Example 2 -Preparation of Streptavidin Beads with a PEG2000 Spacer The beads were prepared by the same synthetic procedure as described in Example

1, except that the OPSS-PEG2000-SPA labeled, reduced, and washed beads were reacted with streptavidin maleimide at 5 micrograms per square centimeter bead surface area. The beads prepared by this method had about twice the ligand binding capacity

(biotin-PerCP) as did conventional beads with a shorter spacer. While not wishing to be bound by theory, it is postulated that this is due to the greater accessibility of streptavidin on the PEG spacer, versus streptavidin held onto the bead surface with a shorter spacer.

Further, non-specific binding (e.g. IgGl to PerCP or PE) was very low; this was attained without the use of blocking buffers or proteins.

Example 3 -Synthesis of oligonucleotide beads with a PEG2000 spacer The beads were prepared by the same synthetic procedure as described in Example 1, except that the OPSS-PEG2000-SPA labeled, reduced, and washed beads were reacted with 120 pmole/cm2 of 5'-maleimido oligonucleotide, which was previously synthesized by the reaction of the 5' NH2-22 mer oligonucleotide with SMCC. The beads prepared by this method bound FITC labeled complimentary oligonucleotide with a low CV and low non-specific binding.

[RAW DATA]
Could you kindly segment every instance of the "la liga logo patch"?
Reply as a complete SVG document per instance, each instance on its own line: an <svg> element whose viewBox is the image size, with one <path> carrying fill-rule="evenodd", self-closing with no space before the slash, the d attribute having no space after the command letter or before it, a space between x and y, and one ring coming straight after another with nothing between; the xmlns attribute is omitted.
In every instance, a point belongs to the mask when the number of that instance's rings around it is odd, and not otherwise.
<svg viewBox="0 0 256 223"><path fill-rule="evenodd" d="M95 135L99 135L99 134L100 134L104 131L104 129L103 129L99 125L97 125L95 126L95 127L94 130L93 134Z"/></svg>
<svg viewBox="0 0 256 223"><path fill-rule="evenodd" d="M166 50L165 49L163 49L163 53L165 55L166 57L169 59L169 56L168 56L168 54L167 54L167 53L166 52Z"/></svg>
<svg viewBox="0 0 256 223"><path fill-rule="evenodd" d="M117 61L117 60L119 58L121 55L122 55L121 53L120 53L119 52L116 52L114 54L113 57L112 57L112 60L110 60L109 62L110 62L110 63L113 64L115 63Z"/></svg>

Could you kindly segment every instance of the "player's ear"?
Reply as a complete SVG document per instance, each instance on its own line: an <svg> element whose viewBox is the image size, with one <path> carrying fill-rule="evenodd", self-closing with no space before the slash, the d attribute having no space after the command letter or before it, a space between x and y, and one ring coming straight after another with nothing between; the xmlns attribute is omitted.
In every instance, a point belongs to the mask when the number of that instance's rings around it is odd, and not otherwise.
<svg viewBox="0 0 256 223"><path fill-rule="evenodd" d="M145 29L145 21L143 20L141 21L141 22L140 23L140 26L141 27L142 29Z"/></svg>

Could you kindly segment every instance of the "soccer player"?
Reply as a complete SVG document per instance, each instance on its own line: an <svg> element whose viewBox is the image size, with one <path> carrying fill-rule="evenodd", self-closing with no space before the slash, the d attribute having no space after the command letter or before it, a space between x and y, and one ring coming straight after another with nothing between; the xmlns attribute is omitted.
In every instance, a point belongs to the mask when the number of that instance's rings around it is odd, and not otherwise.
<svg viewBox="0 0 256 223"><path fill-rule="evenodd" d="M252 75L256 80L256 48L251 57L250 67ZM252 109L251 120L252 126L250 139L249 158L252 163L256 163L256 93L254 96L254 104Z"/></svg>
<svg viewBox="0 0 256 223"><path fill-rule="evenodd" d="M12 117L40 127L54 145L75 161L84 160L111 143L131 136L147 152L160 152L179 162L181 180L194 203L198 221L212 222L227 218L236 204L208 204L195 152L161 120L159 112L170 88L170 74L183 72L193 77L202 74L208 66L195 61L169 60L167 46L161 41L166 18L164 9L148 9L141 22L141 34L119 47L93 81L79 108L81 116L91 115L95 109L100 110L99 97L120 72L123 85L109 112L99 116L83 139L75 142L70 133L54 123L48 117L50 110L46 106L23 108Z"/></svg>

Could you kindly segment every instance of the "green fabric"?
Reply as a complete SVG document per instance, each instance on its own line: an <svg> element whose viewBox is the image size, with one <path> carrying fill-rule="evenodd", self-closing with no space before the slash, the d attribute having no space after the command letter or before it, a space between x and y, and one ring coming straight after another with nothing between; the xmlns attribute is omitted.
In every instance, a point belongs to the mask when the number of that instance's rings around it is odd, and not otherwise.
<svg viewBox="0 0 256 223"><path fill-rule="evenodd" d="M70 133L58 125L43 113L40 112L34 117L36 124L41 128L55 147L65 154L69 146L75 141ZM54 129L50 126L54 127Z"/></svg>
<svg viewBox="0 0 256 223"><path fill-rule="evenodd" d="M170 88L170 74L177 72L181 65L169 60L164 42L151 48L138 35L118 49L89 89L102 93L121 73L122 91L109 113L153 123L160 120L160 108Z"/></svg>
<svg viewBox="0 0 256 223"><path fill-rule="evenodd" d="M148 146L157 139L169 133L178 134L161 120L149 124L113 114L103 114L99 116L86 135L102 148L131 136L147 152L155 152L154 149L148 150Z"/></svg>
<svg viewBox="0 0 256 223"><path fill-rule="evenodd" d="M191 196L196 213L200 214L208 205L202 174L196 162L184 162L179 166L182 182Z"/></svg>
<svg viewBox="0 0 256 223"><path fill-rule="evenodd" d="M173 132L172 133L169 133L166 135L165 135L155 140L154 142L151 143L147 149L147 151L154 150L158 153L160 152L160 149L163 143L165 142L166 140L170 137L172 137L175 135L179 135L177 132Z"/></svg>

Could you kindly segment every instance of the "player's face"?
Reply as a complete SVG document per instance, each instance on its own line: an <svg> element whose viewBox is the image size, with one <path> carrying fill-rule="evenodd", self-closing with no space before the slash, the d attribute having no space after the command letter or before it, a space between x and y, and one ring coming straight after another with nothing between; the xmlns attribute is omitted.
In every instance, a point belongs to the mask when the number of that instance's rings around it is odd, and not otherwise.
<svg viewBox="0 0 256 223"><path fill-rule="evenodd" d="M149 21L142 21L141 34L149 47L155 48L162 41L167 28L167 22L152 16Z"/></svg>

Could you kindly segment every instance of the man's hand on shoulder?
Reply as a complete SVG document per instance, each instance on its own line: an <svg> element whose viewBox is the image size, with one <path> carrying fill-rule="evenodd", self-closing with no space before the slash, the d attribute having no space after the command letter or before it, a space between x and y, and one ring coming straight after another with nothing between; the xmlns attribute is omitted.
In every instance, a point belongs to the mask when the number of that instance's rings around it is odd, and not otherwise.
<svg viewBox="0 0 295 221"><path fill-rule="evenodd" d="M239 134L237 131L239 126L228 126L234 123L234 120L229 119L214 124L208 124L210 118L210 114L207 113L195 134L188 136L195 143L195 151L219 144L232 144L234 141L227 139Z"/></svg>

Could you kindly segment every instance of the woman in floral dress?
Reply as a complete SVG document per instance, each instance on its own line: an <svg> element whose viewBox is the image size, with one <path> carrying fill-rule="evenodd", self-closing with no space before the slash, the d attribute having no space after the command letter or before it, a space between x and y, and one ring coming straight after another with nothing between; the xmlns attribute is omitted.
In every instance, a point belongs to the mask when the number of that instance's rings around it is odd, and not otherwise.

[TASK REQUIREMENTS]
[1] Answer these questions from the passage on bead preparation:
(a) In Example 2, how much streptavidin maleimide per square centimeter of bead surface area was reacted with the beads?
(b) How did the ligand binding capacity of the Example 2 beads compare with that of conventional beads with a shorter spacer?
(c) In Example 3, what was the 5' NH2-22 mer oligonucleotide reacted with to make the 5'-maleimido oligonucleotide?
[2] Pick up the passage on bead preparation after its last sentence and carry it on.
The rows have no connection to the passage on bead preparation.

[OUTPUTS BY TASK]
[1]
(a) 5 micrograms per square centimeter of bead surface area.
(b) They had about twice the ligand binding capacity.
(c) SMCC.

[2]
Example 4 - Preparation of Bead Conjugates using other PEG linkers

Bead conjugates were made using the synthetic procedure of Example 1, except that PEG 1000 and PEG 20,000 were substituted for the PEG2000. It was found that the PEG 1000 gave most of the benefits found with the PEG2000, except that the syntheses were not always reproducible, the PEG 20,000 gave acceptable results, but was difficult to synthesize due to the high viscosity of the reaction solution and slower reaction kinetics.

It is apparent that many modifications and variations of this invention as hereinabove set forth may be made without departing from the spirit and scope thereof. The specific embodiments are given by way of example only and the invention is limited only by the terms of the appended claims.

Claims

WHAT IS CLAIMED IS:

1. An improved method for conjugating a substituent to a solid surface comprising attaching a bifunctional derivative of a polyethylene glycol to said solid surface and said substituent such that said bifunctional derivative of polyethylene glycol is a linking agent between said solid surface and said substituent.

2. The method of Claim 1 wherein the solid surface is a bead.

3. The method of Claim 2 wherein the bead possesses amine surface functionalities.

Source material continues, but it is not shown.